Data to examine below:
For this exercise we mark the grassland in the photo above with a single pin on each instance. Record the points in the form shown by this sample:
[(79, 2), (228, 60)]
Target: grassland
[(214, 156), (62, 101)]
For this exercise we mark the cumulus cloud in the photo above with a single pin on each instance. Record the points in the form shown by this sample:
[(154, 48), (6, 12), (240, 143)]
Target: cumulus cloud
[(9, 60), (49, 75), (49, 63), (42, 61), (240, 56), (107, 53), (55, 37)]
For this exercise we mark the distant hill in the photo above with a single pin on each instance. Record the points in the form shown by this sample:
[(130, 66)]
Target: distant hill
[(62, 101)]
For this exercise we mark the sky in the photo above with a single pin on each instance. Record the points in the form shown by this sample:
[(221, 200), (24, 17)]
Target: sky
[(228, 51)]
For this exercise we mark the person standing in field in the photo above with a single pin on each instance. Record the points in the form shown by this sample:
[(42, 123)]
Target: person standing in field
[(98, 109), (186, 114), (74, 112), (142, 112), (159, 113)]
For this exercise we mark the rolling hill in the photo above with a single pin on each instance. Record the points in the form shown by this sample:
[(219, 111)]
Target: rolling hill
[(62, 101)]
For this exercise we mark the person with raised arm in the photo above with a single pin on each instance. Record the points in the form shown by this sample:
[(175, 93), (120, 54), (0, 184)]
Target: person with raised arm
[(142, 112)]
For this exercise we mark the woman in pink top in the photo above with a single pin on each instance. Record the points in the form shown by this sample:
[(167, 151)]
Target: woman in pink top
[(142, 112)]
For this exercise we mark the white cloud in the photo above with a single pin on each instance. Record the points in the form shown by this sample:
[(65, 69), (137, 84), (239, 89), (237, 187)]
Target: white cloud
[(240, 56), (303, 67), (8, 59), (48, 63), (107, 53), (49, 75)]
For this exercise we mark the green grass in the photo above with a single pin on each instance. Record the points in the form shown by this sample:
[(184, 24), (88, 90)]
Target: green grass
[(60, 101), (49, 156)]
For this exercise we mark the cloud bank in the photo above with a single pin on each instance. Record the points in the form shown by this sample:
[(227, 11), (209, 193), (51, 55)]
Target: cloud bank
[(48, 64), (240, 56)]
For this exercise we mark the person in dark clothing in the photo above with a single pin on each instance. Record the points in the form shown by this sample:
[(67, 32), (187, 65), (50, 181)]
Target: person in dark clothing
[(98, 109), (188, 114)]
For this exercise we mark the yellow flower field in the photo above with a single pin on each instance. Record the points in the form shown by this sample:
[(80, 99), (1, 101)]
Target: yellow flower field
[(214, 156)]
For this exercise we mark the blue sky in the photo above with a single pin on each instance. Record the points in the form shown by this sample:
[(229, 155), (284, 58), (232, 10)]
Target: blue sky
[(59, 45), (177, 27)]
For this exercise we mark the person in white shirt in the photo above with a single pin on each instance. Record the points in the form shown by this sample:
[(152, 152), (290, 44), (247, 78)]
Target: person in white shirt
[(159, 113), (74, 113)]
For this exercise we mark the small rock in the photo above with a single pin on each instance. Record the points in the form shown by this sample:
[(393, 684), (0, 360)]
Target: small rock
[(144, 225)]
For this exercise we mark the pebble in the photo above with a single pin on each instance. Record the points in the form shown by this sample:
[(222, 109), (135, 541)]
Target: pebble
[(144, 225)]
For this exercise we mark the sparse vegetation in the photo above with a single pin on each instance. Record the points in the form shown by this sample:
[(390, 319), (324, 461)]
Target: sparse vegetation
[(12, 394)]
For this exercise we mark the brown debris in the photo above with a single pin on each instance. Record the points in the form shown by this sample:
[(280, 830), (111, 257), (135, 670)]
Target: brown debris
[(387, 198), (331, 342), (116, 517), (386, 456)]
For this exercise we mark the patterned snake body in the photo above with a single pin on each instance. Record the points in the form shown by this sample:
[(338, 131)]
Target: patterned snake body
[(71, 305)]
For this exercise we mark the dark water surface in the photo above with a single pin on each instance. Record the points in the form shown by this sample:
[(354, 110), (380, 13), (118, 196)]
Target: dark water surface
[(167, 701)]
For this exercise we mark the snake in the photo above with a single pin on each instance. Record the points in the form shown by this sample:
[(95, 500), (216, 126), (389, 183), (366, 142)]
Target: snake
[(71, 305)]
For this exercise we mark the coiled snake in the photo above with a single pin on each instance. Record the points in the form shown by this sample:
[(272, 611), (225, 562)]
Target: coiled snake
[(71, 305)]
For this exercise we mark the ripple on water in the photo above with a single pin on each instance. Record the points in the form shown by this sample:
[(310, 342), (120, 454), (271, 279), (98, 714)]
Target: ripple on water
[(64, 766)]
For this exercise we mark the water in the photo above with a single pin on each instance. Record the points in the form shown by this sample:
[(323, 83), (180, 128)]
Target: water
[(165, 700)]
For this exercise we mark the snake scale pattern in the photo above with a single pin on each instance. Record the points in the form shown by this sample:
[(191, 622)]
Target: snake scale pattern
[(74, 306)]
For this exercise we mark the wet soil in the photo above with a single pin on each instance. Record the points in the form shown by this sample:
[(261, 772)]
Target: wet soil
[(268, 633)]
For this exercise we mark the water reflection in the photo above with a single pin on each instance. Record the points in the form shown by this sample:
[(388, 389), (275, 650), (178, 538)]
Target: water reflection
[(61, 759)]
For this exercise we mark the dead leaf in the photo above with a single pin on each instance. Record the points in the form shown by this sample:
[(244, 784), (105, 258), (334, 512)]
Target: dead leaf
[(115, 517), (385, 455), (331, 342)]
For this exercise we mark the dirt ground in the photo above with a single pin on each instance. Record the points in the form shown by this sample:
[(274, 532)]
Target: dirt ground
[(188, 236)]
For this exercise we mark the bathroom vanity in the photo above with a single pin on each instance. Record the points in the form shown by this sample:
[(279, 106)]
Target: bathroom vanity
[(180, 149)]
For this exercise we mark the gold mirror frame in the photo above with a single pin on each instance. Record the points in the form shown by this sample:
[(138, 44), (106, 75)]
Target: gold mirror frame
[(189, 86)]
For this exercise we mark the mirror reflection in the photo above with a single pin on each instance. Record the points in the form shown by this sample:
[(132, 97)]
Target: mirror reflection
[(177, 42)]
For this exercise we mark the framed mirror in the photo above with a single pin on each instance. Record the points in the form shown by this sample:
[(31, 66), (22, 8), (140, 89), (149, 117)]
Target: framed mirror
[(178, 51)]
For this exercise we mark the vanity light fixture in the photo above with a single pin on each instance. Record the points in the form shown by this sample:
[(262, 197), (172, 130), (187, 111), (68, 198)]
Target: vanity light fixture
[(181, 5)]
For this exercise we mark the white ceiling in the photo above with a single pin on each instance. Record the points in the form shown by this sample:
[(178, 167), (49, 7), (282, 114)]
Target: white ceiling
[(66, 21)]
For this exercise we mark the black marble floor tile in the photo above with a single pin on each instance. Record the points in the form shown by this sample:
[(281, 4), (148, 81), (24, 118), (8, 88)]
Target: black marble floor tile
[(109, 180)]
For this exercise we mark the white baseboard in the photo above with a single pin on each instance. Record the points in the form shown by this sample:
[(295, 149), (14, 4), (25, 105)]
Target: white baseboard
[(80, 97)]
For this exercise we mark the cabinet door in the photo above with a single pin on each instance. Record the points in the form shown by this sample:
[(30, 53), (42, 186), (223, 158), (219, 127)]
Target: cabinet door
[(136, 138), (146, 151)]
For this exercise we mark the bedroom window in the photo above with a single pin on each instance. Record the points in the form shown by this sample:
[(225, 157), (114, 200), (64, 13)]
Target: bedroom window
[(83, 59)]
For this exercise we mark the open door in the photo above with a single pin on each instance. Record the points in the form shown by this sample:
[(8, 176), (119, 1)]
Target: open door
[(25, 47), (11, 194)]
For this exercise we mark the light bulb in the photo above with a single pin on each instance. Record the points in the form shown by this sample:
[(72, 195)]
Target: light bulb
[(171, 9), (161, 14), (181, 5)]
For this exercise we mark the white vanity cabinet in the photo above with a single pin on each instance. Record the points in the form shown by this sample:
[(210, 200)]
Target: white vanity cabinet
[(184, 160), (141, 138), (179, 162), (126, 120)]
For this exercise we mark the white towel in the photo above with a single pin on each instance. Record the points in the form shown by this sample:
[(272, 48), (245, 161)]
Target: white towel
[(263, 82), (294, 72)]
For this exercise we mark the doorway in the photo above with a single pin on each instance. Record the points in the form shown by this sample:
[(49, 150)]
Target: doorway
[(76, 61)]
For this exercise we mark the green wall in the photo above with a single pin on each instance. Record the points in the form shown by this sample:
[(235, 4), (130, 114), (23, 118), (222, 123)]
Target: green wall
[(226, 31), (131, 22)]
End of Data to examine.
■ Activity:
From the top of the material above, print every line exactly, ending with the line that holds "[(167, 151)]".

■ Response area:
For this exercise we mark the grassland in the photo above with a single pin on each instance. Record the points in the form shown by this sample:
[(79, 2), (228, 60)]
Target: grassland
[(214, 156), (62, 101)]
For this exercise we mark the cumulus cloud in the photo above with a single pin on each instance. Record the points in the form shown by this sample:
[(154, 48), (6, 12), (240, 143)]
Target: cumulus cloud
[(9, 60), (49, 75), (49, 63), (42, 61), (240, 56), (107, 53), (55, 37)]
For this exercise we mark the distant hill in the photo above with a single pin on each instance. Record the points in the form shown by this sample:
[(130, 66)]
Target: distant hill
[(62, 101)]
For this exercise we mark the sky in the photo above with a single pin on each instance. Record the points in the form shown by this sample:
[(221, 200), (24, 17)]
Target: sky
[(228, 51)]
For this exercise we mark the person standing in field in the photo above with a single pin on each instance. Record the points in the form shown by this sample:
[(42, 123)]
Target: person standing in field
[(98, 109), (186, 114), (74, 112), (142, 112), (159, 113)]
For this exercise we mark the rolling hill in the photo above with a single pin on each instance. Record the points in the form shown by this sample:
[(219, 111)]
Target: rolling hill
[(62, 101)]
For this exercise we mark the person with raised arm in the photo above with a single pin on each instance. Record the points in the form shown by this sample:
[(175, 93), (120, 54), (0, 184)]
Target: person with raised arm
[(142, 112)]
For this exercise we mark the woman in pink top in the photo above with a single pin on each instance. Record the points in the form shown by this sample:
[(167, 151)]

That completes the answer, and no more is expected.